** INFORMATION SUPPLIED follows **

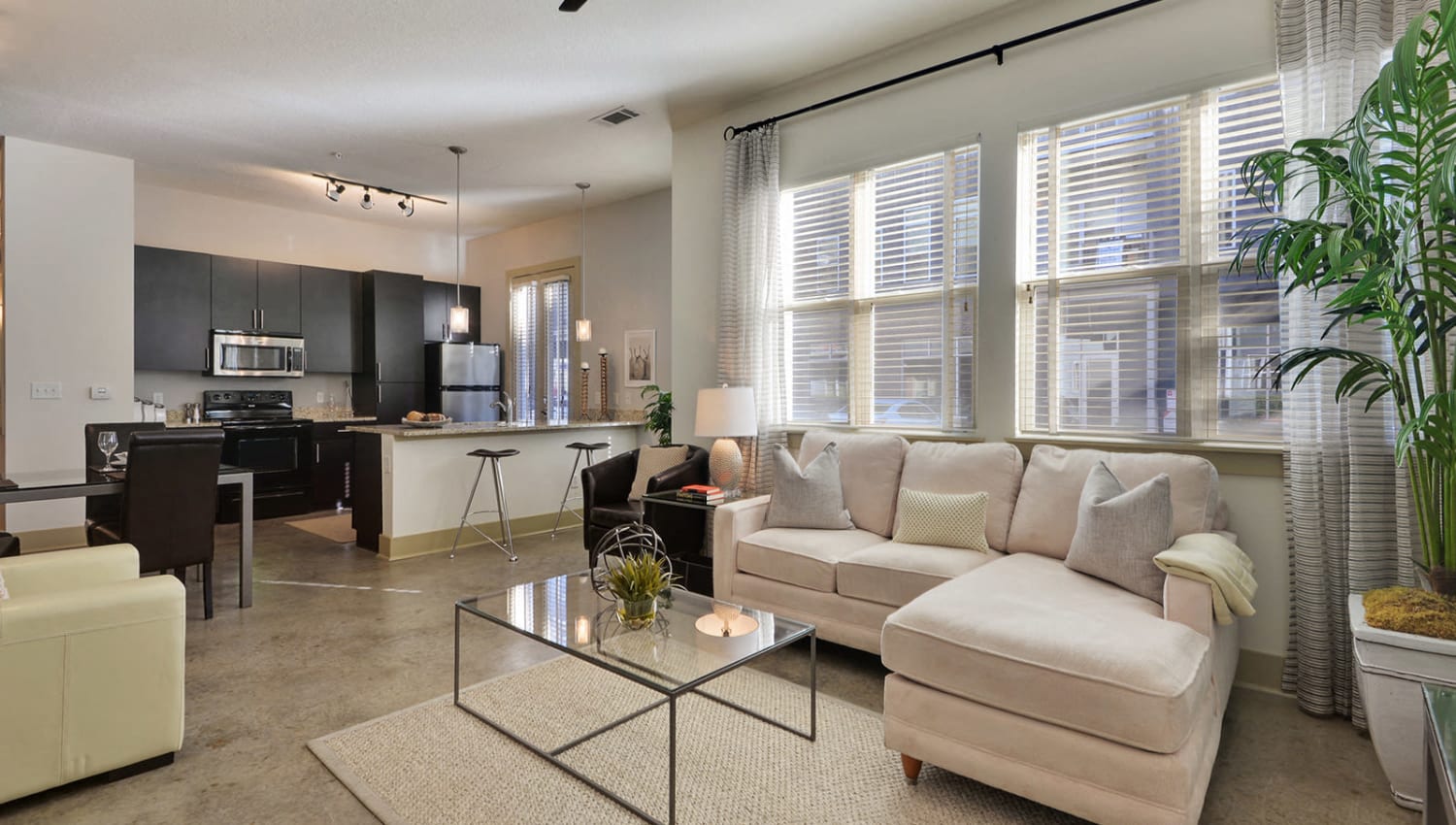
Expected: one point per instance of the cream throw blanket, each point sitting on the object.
(1213, 560)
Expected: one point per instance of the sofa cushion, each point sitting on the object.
(1030, 636)
(801, 556)
(946, 519)
(807, 496)
(1045, 513)
(870, 467)
(1120, 531)
(945, 467)
(894, 572)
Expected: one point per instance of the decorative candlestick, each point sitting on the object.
(585, 390)
(603, 355)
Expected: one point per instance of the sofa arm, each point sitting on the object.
(83, 610)
(1190, 603)
(69, 569)
(733, 522)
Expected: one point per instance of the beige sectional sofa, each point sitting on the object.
(1008, 667)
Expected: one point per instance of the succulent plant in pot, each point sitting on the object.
(637, 580)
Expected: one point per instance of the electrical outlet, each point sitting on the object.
(49, 390)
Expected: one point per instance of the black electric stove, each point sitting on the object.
(261, 434)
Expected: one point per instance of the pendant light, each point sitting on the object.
(582, 323)
(459, 314)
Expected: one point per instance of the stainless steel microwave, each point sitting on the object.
(256, 355)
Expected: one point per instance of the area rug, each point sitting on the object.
(436, 764)
(337, 528)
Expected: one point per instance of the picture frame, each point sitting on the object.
(640, 357)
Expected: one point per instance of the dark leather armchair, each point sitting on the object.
(605, 504)
(169, 504)
(107, 510)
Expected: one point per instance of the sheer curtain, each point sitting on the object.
(750, 335)
(1347, 521)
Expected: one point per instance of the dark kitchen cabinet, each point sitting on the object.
(332, 305)
(332, 466)
(440, 296)
(255, 294)
(172, 309)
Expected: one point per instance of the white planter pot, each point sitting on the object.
(1391, 670)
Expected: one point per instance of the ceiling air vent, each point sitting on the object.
(616, 116)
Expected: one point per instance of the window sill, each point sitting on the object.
(1229, 457)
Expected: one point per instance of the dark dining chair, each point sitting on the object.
(107, 510)
(169, 504)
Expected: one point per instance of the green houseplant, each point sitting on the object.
(1377, 247)
(658, 412)
(637, 580)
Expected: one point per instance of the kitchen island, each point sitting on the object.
(411, 483)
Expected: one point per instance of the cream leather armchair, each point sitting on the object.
(90, 667)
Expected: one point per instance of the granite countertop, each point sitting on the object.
(482, 428)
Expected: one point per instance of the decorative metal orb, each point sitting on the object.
(622, 542)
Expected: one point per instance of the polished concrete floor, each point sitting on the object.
(308, 661)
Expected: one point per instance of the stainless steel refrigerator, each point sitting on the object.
(462, 380)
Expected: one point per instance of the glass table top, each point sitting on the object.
(672, 655)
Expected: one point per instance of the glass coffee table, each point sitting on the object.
(565, 612)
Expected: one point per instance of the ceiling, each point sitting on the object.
(247, 99)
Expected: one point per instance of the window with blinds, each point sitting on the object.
(542, 346)
(1130, 320)
(879, 294)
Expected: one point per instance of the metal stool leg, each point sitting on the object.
(565, 495)
(468, 502)
(504, 511)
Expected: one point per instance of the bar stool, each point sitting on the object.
(494, 457)
(573, 481)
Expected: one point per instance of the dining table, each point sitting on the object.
(81, 481)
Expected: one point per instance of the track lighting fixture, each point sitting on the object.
(334, 186)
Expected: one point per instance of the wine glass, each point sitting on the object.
(107, 443)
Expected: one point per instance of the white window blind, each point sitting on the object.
(1130, 322)
(542, 346)
(879, 294)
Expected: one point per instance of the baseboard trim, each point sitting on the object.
(52, 539)
(396, 547)
(1260, 671)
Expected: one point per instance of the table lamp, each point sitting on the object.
(725, 413)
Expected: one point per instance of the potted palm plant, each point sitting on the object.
(1377, 247)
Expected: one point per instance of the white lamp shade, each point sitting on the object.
(725, 412)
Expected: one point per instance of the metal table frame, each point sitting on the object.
(229, 476)
(670, 697)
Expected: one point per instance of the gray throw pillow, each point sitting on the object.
(1120, 531)
(812, 496)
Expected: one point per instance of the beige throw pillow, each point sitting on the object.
(812, 496)
(652, 460)
(1120, 531)
(948, 519)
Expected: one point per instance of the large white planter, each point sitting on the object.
(1391, 668)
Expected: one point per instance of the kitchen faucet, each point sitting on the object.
(507, 407)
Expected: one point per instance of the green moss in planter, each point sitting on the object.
(1411, 610)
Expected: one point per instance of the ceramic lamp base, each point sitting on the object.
(725, 464)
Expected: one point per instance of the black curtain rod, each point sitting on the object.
(998, 51)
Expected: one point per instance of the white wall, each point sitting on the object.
(67, 309)
(628, 279)
(1161, 50)
(178, 218)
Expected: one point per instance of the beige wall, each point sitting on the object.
(67, 314)
(628, 277)
(1162, 50)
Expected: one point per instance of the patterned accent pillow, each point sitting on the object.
(1120, 531)
(948, 519)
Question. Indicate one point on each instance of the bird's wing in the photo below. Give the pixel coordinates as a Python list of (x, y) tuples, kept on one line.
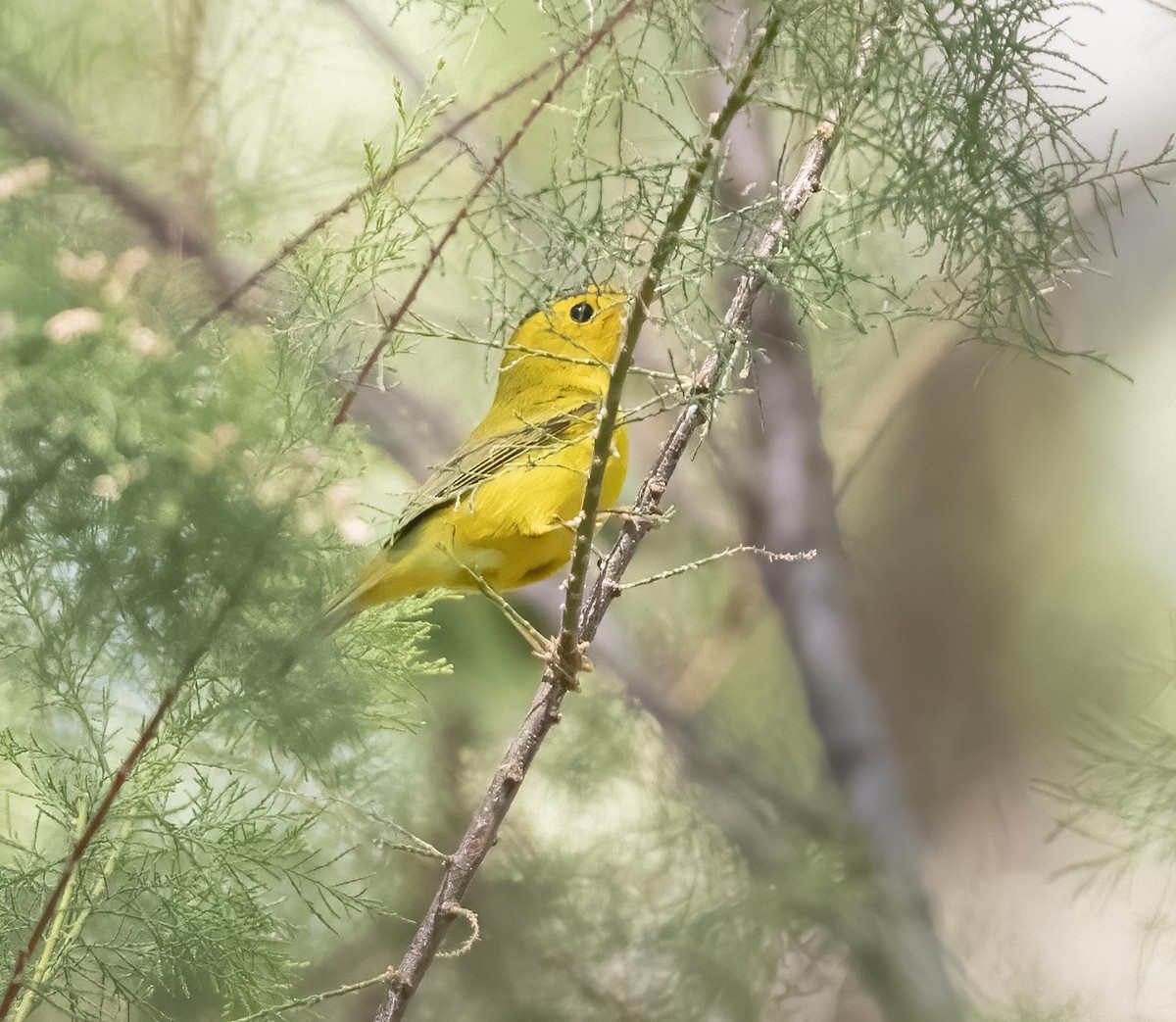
[(487, 453)]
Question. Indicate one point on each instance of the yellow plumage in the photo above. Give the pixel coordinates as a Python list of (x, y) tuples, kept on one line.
[(505, 503)]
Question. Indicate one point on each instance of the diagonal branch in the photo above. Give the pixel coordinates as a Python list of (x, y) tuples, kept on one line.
[(452, 132), (45, 130), (564, 659), (393, 320), (122, 775)]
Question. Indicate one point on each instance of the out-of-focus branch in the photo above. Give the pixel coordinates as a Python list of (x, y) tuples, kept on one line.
[(44, 130), (228, 604), (792, 504)]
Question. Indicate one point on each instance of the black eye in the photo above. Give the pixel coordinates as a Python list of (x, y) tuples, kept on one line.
[(581, 312)]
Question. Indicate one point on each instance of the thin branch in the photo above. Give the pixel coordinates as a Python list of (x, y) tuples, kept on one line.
[(316, 998), (393, 320), (564, 658), (46, 132), (297, 241), (182, 675)]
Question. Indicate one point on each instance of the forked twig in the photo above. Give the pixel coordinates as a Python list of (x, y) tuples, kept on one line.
[(565, 657)]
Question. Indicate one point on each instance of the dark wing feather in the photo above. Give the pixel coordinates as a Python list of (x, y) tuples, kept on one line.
[(481, 458)]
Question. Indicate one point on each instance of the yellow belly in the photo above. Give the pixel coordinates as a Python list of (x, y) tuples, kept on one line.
[(513, 529)]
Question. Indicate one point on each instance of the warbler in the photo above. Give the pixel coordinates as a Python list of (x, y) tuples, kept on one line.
[(505, 505)]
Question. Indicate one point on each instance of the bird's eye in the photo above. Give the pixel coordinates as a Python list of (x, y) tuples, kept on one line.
[(581, 312)]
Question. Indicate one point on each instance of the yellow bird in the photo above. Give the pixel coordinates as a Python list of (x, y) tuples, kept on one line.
[(505, 504)]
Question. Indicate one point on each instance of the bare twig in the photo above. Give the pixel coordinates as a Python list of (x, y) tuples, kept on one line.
[(312, 999), (44, 130), (565, 654), (182, 675)]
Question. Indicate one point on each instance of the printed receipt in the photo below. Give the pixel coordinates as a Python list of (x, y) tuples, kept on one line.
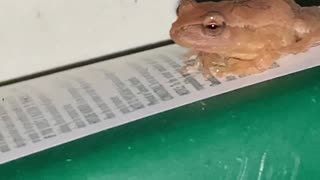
[(42, 113)]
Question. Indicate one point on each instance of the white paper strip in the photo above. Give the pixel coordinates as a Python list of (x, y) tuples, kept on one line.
[(41, 113)]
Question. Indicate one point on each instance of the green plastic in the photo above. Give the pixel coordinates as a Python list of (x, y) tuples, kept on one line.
[(267, 131)]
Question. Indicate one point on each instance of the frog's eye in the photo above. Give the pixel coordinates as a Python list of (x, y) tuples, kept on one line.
[(213, 24)]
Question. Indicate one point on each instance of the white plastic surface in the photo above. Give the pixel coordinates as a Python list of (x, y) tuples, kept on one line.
[(37, 35)]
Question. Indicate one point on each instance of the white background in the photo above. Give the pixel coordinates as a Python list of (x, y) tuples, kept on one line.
[(37, 35)]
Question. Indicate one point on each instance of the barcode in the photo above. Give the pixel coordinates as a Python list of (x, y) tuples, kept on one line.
[(72, 112)]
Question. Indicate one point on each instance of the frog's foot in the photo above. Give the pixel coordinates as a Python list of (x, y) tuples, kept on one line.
[(243, 68), (191, 68), (210, 62)]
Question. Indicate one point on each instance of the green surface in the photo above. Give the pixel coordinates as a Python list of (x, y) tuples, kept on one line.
[(270, 130)]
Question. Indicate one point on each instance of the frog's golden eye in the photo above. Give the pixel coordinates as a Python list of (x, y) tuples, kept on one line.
[(213, 24)]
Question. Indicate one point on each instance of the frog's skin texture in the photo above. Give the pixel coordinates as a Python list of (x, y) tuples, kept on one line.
[(244, 37)]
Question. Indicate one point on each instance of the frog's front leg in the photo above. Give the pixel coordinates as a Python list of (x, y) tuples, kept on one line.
[(204, 63), (247, 67)]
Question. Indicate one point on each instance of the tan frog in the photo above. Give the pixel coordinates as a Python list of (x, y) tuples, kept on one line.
[(244, 37)]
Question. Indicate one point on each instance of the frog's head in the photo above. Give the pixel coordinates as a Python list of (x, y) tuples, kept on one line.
[(222, 26), (200, 26)]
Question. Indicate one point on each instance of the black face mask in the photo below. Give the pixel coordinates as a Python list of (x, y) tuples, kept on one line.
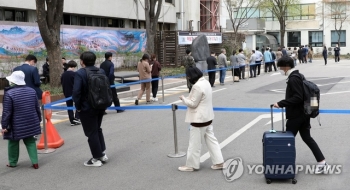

** End of INFORMATION SUPPLIED **

■ WHAT TO DO: Output exactly the lines from the line with "Question. Indicate one point on each instance of the frog's head" to the last line of the records, including both, and leave every picture out.

■ WRITTEN SOLUTION:
Question. Indicate one point on each instance of the frog's head in the photo above. Give the pixel coordinates as a Python list of (x, y) tuples, kept on one line.
[(222, 26), (200, 26)]
Question. Indicate one point on each instance of the black face mask in the photo below. Give the pixel coordinates as a Python list of (x, y) tuples, kept on one line.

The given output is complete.